**Required task**
Convert every line of the records below into a JSON list of strings, one string per line, with blank lines omitted.

[Excerpts from segmentation records]
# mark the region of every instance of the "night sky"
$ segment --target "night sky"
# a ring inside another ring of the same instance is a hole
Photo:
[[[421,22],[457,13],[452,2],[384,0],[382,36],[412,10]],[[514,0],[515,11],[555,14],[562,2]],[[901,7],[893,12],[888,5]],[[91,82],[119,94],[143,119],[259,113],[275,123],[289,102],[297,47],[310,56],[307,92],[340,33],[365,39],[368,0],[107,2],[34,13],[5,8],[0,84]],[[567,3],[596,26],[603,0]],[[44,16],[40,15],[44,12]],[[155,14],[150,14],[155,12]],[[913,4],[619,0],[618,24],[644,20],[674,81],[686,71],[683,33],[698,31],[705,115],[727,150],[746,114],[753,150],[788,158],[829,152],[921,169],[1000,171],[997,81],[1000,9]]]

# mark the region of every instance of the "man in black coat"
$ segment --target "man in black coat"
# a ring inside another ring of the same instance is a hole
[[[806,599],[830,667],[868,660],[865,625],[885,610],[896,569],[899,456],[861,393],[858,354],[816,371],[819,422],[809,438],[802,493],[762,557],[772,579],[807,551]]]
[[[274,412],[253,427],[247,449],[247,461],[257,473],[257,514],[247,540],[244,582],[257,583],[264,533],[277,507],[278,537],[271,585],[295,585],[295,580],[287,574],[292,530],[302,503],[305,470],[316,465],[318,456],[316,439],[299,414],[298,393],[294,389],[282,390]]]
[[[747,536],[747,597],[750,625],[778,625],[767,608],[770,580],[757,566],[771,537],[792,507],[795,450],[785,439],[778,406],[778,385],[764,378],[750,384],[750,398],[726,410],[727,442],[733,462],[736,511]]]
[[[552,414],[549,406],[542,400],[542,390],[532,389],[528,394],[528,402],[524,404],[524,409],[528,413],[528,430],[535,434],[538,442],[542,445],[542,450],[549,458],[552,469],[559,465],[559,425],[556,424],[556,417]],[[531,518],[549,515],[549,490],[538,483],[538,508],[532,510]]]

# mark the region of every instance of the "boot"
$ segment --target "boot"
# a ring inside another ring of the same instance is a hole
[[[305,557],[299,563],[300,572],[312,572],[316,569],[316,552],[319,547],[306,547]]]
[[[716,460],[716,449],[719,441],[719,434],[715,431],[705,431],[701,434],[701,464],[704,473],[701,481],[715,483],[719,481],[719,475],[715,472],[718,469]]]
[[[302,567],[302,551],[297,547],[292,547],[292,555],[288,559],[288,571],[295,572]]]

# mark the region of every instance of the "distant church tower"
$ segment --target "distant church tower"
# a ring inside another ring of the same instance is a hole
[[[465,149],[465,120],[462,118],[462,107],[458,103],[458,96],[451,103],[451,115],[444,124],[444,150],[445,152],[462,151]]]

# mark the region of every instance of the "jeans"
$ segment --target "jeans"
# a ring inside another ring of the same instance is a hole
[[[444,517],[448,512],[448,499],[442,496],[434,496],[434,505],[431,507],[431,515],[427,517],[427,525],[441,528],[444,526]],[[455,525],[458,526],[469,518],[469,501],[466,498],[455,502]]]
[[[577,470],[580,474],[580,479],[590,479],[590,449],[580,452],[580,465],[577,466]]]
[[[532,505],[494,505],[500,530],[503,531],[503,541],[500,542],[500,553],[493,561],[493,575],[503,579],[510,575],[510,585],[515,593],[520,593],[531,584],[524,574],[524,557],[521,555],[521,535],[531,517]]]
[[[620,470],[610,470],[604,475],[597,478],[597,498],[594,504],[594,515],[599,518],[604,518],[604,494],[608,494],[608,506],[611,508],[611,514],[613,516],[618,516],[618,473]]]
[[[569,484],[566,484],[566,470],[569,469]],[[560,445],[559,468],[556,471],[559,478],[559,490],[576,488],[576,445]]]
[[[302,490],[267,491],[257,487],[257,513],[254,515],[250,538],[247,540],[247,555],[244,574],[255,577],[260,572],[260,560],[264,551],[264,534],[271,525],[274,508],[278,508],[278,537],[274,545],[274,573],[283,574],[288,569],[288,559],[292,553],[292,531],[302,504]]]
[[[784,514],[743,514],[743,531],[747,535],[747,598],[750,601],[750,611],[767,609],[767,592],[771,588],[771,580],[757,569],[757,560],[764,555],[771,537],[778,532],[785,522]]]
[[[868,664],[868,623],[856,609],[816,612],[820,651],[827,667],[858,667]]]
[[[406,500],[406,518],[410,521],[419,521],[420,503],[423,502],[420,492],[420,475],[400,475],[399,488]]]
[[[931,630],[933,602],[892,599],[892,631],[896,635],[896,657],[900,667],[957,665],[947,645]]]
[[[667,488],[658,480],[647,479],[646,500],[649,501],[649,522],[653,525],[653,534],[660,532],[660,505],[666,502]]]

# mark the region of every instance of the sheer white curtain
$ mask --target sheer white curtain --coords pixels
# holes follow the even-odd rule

**Solution to the problem**
[
  "# mark the region of every instance of the \"night sky\"",
  "$ segment --target \"night sky\"",
  "# a ring inside another ring of the same instance is a hole",
  "Photo:",
  "[[[421,22],[457,13],[452,2],[384,0],[382,36],[412,10]],[[514,0],[515,11],[555,14],[562,2]],[[901,7],[893,12],[888,5]],[[91,82],[119,94],[143,119],[259,113],[275,123],[289,102],[297,47],[310,56],[307,92],[340,33],[365,39],[368,0],[107,2],[34,13],[5,8],[0,84]],[[567,3],[596,26],[603,0]],[[44,16],[40,15],[44,12]],[[155,14],[150,14],[155,12]],[[913,4],[619,0],[618,24],[644,20],[674,81],[686,71],[683,33],[698,31],[705,115],[727,150],[746,114],[753,150],[788,158],[829,152],[921,169],[1000,171],[997,81],[1000,9]]]",
  "# mark the region of every instance of the \"man in black coat\"",
  "$ segment --target \"man in black coat\"",
  "# a ring inside another ring of the same instance is a hole",
  "[[[806,599],[830,667],[868,660],[865,625],[885,610],[896,569],[899,456],[861,393],[858,354],[816,371],[819,422],[809,438],[802,493],[762,557],[772,579],[807,551]]]",
  "[[[274,412],[253,427],[247,449],[247,461],[257,473],[257,514],[247,540],[244,582],[257,583],[264,533],[277,507],[278,537],[271,585],[295,585],[295,580],[287,574],[292,530],[302,503],[305,470],[316,465],[318,456],[316,439],[299,414],[298,393],[294,389],[282,390]]]",
  "[[[747,536],[747,597],[750,625],[778,625],[767,608],[770,580],[757,566],[771,537],[792,507],[795,450],[785,439],[778,406],[778,385],[764,378],[750,384],[750,398],[726,410],[727,442],[733,462],[736,511]]]",
  "[[[552,414],[549,406],[542,400],[542,390],[532,389],[528,394],[528,402],[524,404],[524,409],[528,413],[528,430],[535,434],[538,442],[542,445],[542,450],[549,458],[552,469],[559,465],[559,425],[556,424],[556,417]],[[531,518],[549,515],[549,490],[538,483],[538,508],[532,510]]]",
  "# mark the region of every instance of the \"boot\"",
  "$ segment --target \"boot\"",
  "# a ring inside another ring of the same instance is a hole",
  "[[[305,557],[299,563],[300,572],[312,572],[316,569],[316,552],[319,547],[306,547]]]",
  "[[[716,460],[716,449],[719,441],[719,434],[715,431],[705,431],[701,434],[701,464],[704,473],[701,481],[715,483],[719,481],[719,475],[715,472],[718,469]]]",
  "[[[302,567],[302,551],[297,547],[292,547],[292,555],[288,559],[288,571],[295,572]]]",
  "# mark the region of every instance of the \"distant church tower\"",
  "$ segment --target \"distant church tower\"",
  "# a ring inside another ring of the same instance is a hole",
  "[[[465,149],[465,120],[462,118],[462,107],[458,103],[458,96],[451,103],[451,115],[444,124],[444,150],[445,152],[462,151]]]",
  "# mark the region of every instance of the \"jeans\"",
  "$ segment --target \"jeans\"",
  "# a ring inside another ring of the same instance is a hole",
  "[[[444,517],[448,512],[448,499],[442,496],[434,496],[434,505],[431,507],[431,515],[427,517],[427,525],[441,528],[444,526]],[[455,525],[458,526],[469,518],[469,501],[466,498],[455,502]]]",
  "[[[577,470],[580,474],[580,479],[590,479],[590,449],[580,452],[580,465],[577,466]]]",
  "[[[532,505],[494,505],[500,530],[503,531],[503,541],[500,542],[500,553],[493,561],[493,575],[503,579],[510,575],[510,585],[515,593],[520,593],[531,584],[524,574],[524,557],[521,555],[521,535],[531,517]]]",
  "[[[620,470],[610,470],[604,475],[597,478],[597,498],[594,504],[594,515],[599,518],[604,518],[604,494],[608,494],[608,506],[611,508],[611,514],[613,516],[618,516],[618,473]]]",
  "[[[569,484],[566,484],[566,470],[569,469]],[[560,445],[559,468],[556,471],[559,478],[559,490],[576,488],[576,445]]]",
  "[[[302,490],[267,491],[257,487],[257,513],[254,515],[250,538],[247,540],[247,555],[244,574],[255,577],[260,572],[260,560],[264,551],[264,534],[271,525],[274,508],[278,508],[278,537],[274,545],[274,573],[283,574],[288,569],[288,559],[292,553],[292,531],[302,504]]]",
  "[[[784,514],[743,514],[743,531],[747,535],[747,598],[750,601],[750,611],[767,609],[767,592],[771,588],[771,580],[757,569],[757,560],[764,555],[771,537],[778,532],[785,522]]]",
  "[[[868,664],[868,623],[856,609],[816,612],[820,651],[827,667],[858,667]]]",
  "[[[406,500],[406,518],[410,521],[419,521],[420,503],[423,502],[420,492],[420,475],[400,475],[399,488]]]",
  "[[[931,630],[933,602],[892,599],[892,631],[896,635],[896,657],[900,667],[957,665],[947,645]]]",
  "[[[667,488],[658,480],[647,479],[646,500],[649,501],[649,522],[653,525],[653,534],[660,532],[660,505],[666,502]]]",
  "# mark the region of every instance of the sheer white curtain",
  "$ mask --target sheer white curtain --coords pixels",
  "# holes follow the even-odd rule"
]